→ Work to be completed: Can you rewrite every one of the records below, putting "comma-separated" wherever "comma-and-space-separated" appears and leaving everything else unchanged?

→ Input records:

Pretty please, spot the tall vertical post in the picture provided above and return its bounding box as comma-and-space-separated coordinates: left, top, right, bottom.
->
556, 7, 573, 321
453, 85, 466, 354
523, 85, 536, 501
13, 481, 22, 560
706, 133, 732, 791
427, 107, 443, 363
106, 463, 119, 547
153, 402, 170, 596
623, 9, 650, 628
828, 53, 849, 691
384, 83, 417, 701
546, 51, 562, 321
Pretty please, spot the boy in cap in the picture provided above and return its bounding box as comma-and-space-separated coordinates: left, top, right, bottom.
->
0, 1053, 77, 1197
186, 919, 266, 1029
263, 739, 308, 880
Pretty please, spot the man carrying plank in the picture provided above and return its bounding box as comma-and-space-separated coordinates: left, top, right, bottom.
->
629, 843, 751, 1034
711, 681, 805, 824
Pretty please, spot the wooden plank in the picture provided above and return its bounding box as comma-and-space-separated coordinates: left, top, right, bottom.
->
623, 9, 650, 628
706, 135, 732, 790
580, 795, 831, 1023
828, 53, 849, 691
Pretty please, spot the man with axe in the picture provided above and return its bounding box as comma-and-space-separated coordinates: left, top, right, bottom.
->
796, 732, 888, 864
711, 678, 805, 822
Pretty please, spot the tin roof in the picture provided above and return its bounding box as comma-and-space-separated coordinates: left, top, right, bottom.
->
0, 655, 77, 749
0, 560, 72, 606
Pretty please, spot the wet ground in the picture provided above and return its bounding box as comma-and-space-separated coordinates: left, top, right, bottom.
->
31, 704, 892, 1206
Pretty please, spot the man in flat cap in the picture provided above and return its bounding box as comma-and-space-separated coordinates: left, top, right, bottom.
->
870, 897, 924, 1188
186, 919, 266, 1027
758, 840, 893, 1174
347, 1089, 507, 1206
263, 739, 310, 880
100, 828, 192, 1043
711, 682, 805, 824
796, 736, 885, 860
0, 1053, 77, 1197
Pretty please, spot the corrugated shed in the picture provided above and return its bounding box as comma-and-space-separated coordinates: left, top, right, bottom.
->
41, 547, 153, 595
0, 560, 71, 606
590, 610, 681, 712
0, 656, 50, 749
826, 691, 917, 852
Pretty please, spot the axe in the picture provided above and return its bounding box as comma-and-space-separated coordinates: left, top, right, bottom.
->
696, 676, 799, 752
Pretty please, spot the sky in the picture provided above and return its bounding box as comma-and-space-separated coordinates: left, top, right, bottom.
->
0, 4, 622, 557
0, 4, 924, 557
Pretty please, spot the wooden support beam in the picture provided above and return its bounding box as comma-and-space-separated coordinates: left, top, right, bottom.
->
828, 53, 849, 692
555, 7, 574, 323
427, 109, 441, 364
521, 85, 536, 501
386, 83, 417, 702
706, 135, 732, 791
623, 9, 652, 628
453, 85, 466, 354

→ Answer below:
Pretty please, spot the tall vertical post in the picture provided above and return its bounding box as comma-separated coordinates: left, top, right, bottom.
->
556, 7, 573, 321
453, 85, 466, 354
523, 85, 536, 501
13, 481, 22, 560
706, 133, 732, 791
427, 107, 443, 363
106, 463, 119, 547
153, 402, 170, 596
623, 9, 650, 628
828, 53, 849, 691
384, 83, 417, 701
546, 51, 562, 321
Pretty please, spot the boy in cap in the picture provided above and return its bounding box as comma-separated coordinates: left, top, right, bottom.
->
0, 1053, 77, 1197
186, 919, 266, 1029
263, 739, 308, 880
Pretty please, spot the man carrying plank in the picture provided above and return its bounding box as comma-separated coordinates: left, top, right, bottom.
->
629, 843, 751, 1034
711, 681, 805, 824
Pretty please, spot the wooden plank in the picture provided above and return its bounding box as comma-separated coordinates: left, top, right, bottom.
->
623, 9, 650, 628
706, 135, 732, 790
580, 795, 831, 1023
828, 53, 849, 691
Pretty please, spot the man with axe in the picture provided above and return its bounding box as comma-separated coordinates: left, top, right, bottom.
->
796, 732, 888, 864
711, 678, 805, 822
Pretty please, spot the tin roof in the picture provided above and return its bounding box as comma-separated coordinates: left, top, right, bottom.
->
0, 655, 77, 749
0, 560, 72, 606
Pretty please, spot the wet ground in the picture provided above and return its bounding box as comma-separated coordinates: left, top, right, bottom.
->
31, 704, 892, 1206
Pretty please, spot the man in flat cap in the picture provided above and return its bounding box as comma-separated coordinates: left, top, right, bottom.
->
870, 897, 924, 1188
186, 919, 266, 1027
758, 840, 893, 1174
347, 1089, 507, 1206
263, 739, 310, 880
100, 828, 192, 1043
711, 682, 805, 824
796, 736, 885, 860
0, 1053, 77, 1197
Pretty please, spot the corrugated shed in the picture provided above and return its bounding box as comma-separated coordinates: left, top, right, bottom.
->
41, 547, 153, 595
0, 560, 71, 606
590, 610, 681, 712
0, 656, 50, 749
826, 691, 917, 852
Pretty please, spot the axe in the picture provided above and return its bounding box as comma-separated coordinates: left, top, right, bottom.
->
696, 676, 799, 752
Pretty please, spot the sky in the picture provided above and return its bounding box as comma-separated coordinates: left, top, right, bottom.
->
0, 4, 622, 557
0, 4, 924, 557
Pretty please, spot the wooden support beam in the picture provided above and return its bounding box as comma-separated coordinates: left, top, right, bottom.
->
828, 53, 849, 692
555, 7, 574, 323
427, 109, 441, 364
521, 85, 536, 501
386, 83, 417, 702
706, 135, 732, 791
623, 9, 652, 628
453, 85, 466, 354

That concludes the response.